■ REQUIRED WORK ■
What is needed is each line of the data below that holds the string "compound".

■ GIVEN RECORDS ■
================================
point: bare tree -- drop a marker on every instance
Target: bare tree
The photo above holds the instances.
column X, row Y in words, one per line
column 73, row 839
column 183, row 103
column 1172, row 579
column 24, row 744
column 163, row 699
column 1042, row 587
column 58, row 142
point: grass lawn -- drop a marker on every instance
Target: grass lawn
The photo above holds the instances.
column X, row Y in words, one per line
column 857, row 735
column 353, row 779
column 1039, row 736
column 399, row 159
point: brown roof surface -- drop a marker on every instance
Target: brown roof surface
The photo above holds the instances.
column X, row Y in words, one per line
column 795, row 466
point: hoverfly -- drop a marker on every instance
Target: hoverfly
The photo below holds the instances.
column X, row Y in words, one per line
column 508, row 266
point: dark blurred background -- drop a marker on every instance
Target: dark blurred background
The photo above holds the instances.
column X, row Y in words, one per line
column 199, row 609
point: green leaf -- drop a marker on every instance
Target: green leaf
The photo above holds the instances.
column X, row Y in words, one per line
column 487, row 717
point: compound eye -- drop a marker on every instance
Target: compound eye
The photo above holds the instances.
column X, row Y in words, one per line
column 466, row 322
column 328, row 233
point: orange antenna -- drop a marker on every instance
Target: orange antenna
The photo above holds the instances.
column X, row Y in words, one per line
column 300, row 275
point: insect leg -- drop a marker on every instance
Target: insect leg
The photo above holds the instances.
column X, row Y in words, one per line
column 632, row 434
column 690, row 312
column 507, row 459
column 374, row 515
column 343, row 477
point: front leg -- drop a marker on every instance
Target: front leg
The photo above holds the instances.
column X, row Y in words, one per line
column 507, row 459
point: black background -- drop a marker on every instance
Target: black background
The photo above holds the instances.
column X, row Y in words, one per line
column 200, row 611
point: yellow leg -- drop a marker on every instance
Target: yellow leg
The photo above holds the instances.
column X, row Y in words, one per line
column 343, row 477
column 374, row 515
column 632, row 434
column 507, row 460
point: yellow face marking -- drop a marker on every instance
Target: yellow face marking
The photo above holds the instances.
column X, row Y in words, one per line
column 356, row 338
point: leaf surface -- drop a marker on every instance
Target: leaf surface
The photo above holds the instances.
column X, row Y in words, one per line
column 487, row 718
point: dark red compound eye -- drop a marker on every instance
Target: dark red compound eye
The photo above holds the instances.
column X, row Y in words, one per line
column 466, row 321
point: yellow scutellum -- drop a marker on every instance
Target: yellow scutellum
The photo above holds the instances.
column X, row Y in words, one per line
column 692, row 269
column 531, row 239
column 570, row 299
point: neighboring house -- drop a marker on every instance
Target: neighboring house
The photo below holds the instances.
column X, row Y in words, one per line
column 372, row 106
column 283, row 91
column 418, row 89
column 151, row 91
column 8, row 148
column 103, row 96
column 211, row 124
================================
■ ANSWER SECTION ■
point: compound eye -- drop a marker on every instance
Target: compound eye
point: dark red compound eye -- drop a marker on every instance
Target: dark red compound eye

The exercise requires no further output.